### WORK INSTRUCTIONS
Write out, exactly as they appear, only the lines running from the line with "query | silver chain necklace" to the final line of the listing; include both.

### RECORDED DATA
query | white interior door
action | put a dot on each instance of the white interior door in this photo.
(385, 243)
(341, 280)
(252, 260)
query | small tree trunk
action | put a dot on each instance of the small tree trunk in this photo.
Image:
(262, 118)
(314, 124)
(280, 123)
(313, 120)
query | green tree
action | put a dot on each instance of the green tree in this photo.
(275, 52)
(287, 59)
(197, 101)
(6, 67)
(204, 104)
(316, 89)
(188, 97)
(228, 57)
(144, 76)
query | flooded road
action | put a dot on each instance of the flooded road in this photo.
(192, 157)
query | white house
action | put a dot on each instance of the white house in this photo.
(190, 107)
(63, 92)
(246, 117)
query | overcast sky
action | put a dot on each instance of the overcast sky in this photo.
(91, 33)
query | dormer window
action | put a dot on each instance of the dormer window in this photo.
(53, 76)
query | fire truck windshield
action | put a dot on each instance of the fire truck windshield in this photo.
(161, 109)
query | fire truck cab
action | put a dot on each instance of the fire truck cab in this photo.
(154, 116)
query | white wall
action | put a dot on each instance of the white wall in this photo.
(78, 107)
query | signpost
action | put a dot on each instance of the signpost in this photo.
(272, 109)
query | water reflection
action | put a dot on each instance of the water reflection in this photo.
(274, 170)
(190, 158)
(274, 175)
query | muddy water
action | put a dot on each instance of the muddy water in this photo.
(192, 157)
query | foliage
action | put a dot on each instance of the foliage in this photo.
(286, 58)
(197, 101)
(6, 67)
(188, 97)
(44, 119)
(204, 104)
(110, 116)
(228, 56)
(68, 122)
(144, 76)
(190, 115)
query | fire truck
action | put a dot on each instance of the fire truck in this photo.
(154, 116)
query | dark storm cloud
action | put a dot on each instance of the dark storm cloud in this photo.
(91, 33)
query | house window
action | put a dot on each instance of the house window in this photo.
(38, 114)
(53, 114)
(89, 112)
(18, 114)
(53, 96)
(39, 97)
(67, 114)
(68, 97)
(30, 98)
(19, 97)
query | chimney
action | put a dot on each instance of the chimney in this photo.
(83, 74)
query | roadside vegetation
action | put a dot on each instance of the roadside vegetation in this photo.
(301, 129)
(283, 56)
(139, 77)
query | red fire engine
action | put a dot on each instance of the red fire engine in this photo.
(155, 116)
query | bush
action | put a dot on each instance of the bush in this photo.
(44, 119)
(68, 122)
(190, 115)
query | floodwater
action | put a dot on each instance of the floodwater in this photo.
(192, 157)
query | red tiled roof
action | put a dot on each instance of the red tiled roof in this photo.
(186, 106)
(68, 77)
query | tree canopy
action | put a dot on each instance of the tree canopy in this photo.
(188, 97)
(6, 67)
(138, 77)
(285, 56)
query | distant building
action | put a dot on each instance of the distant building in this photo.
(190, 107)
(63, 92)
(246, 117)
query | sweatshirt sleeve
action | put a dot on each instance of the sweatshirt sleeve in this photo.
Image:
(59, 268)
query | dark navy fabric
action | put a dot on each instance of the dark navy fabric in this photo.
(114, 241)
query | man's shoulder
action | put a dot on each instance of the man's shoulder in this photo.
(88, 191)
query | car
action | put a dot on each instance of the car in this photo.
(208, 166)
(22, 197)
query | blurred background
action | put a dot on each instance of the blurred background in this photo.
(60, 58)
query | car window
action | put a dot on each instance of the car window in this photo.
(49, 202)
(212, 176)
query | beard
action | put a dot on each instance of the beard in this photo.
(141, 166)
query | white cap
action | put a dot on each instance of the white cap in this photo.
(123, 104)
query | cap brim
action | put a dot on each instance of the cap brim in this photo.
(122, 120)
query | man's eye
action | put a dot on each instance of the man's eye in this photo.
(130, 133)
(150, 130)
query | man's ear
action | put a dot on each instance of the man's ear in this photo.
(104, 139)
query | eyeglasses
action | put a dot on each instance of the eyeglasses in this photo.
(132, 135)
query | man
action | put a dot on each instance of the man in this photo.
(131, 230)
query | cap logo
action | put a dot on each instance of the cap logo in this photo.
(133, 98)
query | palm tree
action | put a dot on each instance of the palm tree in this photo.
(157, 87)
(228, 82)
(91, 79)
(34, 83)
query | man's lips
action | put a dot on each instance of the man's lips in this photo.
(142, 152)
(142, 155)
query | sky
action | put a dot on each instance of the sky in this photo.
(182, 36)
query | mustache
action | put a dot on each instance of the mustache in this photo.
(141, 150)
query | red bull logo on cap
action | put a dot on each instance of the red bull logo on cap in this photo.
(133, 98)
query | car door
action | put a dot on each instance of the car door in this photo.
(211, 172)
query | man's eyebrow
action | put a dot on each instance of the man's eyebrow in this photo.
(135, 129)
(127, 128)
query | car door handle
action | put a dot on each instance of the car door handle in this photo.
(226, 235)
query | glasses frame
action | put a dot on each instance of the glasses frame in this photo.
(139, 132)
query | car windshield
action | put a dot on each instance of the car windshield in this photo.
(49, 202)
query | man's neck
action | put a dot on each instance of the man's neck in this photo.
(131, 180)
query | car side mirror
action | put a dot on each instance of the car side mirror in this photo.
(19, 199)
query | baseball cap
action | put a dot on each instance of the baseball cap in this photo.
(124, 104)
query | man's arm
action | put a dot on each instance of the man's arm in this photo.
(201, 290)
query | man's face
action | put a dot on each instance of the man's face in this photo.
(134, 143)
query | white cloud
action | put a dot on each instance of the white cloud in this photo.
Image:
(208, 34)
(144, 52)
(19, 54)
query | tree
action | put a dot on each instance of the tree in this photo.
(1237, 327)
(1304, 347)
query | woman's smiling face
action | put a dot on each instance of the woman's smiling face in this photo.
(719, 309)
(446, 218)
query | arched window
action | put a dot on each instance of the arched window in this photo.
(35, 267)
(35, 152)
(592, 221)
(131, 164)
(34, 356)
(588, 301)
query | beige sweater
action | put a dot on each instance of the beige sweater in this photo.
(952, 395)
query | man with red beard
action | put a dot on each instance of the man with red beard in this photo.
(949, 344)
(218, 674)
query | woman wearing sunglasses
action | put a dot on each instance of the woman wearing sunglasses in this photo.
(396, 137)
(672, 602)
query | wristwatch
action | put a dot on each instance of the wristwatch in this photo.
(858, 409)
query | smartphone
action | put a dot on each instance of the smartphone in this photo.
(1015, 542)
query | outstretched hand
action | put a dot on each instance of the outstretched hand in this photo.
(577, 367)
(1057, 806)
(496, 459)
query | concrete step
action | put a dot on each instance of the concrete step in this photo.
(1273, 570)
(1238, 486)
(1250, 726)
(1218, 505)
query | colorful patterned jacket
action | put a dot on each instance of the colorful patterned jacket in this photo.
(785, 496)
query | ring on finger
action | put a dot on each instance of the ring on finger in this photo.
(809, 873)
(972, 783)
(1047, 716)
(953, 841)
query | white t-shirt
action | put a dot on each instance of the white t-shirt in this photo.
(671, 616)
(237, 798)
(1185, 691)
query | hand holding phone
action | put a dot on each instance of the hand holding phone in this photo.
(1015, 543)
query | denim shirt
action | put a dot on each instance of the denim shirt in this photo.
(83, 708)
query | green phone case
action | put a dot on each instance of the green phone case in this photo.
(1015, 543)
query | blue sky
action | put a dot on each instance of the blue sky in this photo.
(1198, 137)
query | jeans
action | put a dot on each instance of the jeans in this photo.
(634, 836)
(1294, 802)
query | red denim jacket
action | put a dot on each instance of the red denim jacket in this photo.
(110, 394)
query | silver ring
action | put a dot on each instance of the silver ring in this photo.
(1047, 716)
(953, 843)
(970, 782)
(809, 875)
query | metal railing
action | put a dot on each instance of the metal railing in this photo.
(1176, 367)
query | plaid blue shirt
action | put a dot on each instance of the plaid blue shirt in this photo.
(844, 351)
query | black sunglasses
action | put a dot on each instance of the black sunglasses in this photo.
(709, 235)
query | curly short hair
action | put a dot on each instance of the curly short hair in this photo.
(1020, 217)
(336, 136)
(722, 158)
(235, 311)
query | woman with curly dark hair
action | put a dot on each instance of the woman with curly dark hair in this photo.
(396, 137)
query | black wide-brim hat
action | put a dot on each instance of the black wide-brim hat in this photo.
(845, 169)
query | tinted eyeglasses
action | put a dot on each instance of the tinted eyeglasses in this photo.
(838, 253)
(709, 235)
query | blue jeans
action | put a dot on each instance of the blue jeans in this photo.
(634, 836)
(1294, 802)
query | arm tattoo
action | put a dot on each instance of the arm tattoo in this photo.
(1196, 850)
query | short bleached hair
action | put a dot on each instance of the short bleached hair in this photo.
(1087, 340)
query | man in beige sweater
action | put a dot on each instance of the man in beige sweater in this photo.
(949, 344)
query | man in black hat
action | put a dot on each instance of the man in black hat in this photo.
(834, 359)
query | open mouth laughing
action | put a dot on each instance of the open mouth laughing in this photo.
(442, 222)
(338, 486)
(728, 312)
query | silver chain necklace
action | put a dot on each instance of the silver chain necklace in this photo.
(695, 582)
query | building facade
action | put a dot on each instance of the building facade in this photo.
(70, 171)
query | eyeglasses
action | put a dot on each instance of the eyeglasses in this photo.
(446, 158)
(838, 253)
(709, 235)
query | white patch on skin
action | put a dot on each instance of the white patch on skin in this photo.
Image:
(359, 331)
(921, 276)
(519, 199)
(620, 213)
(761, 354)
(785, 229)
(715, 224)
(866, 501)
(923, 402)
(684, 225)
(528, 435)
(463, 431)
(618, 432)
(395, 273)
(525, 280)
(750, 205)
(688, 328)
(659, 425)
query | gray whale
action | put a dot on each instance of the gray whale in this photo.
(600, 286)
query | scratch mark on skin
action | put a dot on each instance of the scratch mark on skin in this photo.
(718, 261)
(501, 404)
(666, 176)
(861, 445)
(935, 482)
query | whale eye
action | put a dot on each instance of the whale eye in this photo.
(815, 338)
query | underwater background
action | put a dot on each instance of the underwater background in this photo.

### WRITTEN SOLUTION
query | silver chain necklace
action | put a dot on each instance of the silver chain necklace in this photo.
(695, 582)
query | building facade
action | put a dot on each instance of the building facade in this photo.
(70, 171)
query | eyeglasses
action | put a dot on each instance of the eyeglasses in this photo.
(446, 158)
(838, 253)
(709, 235)
query | white patch on skin
action | put a dot on each instance of the white patch on skin in this photo.
Image:
(359, 331)
(921, 276)
(519, 199)
(620, 213)
(761, 354)
(785, 229)
(715, 224)
(866, 501)
(923, 402)
(684, 225)
(528, 435)
(463, 431)
(618, 432)
(395, 273)
(525, 280)
(750, 205)
(688, 328)
(659, 425)
query | gray whale
action | put a dot on each instance of the gray whale in this photo.
(600, 286)
query | scratch mark on skin
action | put a dot on each instance of the scratch mark on skin in this photo.
(718, 261)
(501, 404)
(666, 176)
(861, 445)
(935, 482)
query | whale eye
action | put a dot on each instance of the whale eye in this photo.
(815, 338)
query | underwater background
action | put a dot on each instance of the underwater background in this photo.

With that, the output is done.